-------- Source text

For the GDB7-22-TS set, there is a negligible difference in model performance moving from DFT to xTB geometries. The xTB geometries are a good proxy for the DFT geometries here, since this set consists of small, charge-neutral organic molecules, which are largely well-described by semiempirical methods. For the Cyclo-23-TS set, while the molecules are still organic, they are larger than those in the GDB7-22-TS set and there is a greater divergence between the GFN2-xTB and DFT geometries, resulting in a larger deterioration with these geometries. Figure LABEL:S-fig:cyclo_rmsd illustrates that models trained on lower quality (i.e., xTB) geometries do not produce higher errors for molecules with particularly high deviation from DFT geometries. Rather, there is a consistent deterioration in the model performance when training on xTB geometries and predicting on DFT barriers, if the xTB geometries are a poor proxy for the DFT ones.

----------------
-------- Dataset content

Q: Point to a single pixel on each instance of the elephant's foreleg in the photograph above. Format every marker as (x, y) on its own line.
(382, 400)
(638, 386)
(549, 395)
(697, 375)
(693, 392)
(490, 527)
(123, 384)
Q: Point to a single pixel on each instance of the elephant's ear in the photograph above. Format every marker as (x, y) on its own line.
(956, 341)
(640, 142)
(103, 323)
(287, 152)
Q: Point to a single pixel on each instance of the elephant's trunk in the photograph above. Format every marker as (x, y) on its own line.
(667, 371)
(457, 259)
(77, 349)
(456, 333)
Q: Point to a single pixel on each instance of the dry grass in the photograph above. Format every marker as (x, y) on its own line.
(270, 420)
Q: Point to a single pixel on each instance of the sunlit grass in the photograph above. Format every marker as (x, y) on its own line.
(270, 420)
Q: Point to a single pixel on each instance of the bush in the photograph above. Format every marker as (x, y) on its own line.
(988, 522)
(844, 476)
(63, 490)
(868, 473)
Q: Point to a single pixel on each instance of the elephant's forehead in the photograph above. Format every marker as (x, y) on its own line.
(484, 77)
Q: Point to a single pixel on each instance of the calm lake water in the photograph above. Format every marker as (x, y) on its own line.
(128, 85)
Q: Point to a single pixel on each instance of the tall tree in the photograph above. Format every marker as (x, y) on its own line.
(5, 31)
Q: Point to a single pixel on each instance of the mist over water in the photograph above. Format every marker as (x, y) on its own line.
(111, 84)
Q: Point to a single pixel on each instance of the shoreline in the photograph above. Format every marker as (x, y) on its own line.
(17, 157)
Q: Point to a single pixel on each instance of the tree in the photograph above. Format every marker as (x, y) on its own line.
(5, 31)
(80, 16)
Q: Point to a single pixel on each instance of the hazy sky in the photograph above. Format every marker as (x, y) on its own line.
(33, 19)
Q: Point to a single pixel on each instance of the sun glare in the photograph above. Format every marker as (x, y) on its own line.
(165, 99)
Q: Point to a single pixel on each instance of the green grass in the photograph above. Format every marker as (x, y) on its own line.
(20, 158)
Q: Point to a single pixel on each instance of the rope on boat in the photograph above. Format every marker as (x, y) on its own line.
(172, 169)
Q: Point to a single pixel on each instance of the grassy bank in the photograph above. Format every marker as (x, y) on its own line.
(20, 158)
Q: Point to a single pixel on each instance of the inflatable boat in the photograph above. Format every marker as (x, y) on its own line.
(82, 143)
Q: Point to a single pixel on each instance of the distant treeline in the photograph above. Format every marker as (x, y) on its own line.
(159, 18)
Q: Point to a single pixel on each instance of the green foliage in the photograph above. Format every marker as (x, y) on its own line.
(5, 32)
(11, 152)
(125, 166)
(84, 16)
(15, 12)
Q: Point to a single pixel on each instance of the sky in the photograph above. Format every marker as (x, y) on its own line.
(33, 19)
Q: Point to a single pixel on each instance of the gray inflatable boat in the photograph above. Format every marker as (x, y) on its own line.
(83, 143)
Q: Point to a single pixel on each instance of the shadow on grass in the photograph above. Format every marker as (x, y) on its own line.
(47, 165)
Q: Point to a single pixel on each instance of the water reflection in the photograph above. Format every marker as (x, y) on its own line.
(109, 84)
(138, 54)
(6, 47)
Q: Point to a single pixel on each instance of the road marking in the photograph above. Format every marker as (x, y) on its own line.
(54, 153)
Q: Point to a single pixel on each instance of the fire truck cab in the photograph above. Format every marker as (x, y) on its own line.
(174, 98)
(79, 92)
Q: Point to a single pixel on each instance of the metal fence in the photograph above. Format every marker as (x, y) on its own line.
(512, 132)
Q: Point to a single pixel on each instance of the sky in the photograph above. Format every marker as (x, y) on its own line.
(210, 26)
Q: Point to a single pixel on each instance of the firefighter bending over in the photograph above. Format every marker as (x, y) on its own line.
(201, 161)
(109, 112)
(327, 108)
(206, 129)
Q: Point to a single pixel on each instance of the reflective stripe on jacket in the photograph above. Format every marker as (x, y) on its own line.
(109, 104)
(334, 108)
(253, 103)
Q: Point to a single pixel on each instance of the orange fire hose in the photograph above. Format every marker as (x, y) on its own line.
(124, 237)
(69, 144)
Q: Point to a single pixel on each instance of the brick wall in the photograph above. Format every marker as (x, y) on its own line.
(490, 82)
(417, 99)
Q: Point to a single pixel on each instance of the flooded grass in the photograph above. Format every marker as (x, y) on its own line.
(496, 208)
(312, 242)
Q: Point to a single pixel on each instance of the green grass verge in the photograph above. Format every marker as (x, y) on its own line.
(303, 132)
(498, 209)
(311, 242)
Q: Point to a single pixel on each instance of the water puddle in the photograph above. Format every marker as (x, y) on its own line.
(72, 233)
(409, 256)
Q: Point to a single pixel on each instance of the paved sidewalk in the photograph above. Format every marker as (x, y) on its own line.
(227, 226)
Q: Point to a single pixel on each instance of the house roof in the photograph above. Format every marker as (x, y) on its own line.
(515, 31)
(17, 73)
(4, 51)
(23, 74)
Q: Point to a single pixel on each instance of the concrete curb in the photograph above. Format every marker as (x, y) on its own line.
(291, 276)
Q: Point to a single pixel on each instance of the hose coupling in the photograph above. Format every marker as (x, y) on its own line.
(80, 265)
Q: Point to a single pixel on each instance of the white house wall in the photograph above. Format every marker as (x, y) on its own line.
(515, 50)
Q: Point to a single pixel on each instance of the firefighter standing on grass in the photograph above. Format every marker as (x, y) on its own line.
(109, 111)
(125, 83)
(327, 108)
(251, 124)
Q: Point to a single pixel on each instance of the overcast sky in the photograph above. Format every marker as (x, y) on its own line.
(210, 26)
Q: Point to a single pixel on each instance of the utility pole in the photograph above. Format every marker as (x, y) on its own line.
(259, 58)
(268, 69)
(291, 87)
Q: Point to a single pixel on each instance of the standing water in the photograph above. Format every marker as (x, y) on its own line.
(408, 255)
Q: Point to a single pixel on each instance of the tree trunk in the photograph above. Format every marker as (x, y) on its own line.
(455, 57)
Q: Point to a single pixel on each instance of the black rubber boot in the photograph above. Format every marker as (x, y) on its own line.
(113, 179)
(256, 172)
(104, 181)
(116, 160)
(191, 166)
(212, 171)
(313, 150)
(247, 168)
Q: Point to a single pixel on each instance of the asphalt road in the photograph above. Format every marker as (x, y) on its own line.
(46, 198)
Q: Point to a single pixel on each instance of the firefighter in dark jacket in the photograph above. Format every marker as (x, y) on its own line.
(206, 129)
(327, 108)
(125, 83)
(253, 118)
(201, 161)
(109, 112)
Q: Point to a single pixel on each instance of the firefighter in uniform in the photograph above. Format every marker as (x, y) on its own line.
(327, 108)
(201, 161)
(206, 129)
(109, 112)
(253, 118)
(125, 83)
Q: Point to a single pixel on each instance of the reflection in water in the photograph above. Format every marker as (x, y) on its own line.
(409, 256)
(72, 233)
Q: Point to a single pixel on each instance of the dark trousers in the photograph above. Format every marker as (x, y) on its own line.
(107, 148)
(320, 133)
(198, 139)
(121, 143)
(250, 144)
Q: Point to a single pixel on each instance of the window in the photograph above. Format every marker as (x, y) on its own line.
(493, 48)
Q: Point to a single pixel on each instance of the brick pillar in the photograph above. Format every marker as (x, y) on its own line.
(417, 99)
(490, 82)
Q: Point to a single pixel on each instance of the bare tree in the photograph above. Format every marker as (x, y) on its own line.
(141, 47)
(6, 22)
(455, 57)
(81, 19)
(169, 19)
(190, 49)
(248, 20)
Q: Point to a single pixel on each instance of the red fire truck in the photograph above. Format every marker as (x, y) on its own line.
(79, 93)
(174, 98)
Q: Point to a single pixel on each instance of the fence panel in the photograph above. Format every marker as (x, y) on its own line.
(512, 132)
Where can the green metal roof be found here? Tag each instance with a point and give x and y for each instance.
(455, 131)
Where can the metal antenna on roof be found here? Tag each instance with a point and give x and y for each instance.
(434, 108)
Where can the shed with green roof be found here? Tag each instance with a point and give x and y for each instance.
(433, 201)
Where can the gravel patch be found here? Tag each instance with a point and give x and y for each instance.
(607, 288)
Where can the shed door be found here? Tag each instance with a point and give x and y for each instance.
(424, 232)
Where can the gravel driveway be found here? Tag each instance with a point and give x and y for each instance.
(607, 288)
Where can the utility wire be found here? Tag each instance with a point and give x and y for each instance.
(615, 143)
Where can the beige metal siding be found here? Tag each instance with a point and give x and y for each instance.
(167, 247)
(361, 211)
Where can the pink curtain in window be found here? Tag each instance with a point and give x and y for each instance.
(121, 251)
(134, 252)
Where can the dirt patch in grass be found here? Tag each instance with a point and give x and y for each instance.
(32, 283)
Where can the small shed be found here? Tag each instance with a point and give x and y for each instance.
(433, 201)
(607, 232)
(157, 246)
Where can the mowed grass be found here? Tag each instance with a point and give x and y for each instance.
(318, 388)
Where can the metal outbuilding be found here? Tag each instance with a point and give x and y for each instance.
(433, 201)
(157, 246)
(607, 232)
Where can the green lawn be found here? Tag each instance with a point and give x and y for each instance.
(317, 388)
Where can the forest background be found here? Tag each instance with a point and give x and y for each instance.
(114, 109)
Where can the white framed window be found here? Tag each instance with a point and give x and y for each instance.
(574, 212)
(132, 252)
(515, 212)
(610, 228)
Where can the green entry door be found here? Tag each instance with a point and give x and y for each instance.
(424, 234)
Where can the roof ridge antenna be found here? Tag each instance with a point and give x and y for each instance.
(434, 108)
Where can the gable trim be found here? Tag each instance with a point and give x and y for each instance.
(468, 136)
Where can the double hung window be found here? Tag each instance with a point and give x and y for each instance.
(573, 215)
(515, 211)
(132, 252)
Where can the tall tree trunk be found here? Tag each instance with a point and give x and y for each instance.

----------------

• **What to do**
Please continue the passage above on model performance with xTB versus DFT geometries, starting right after its final sentence.

• **Task response**
The Proparg-21-TS set is the most complex of the three for GFN2-xTB, since these systems with charged organosilicon compounds differ considerably from those used to parameterize semi-empirical methods or force field methods. As described in Section 5.3, unlike for the other datasets where we generate an initial structure from SMILES using force field methods, for this set it is impossible and we instead generate xTB geometries from the DFT ones. While this is not a feasible geometry generation pipeline out-of-sample, it still demonstrates how different methods perform with high and low-quality geometries. Here, we see that EquiReact is significantly less sensitive than SLATM ${}_{d}$ +KRR and the variation trained with lower quality geometries still offers competitive errors ( $0.48\pm 0.21$ kcal/mol for the “None” model).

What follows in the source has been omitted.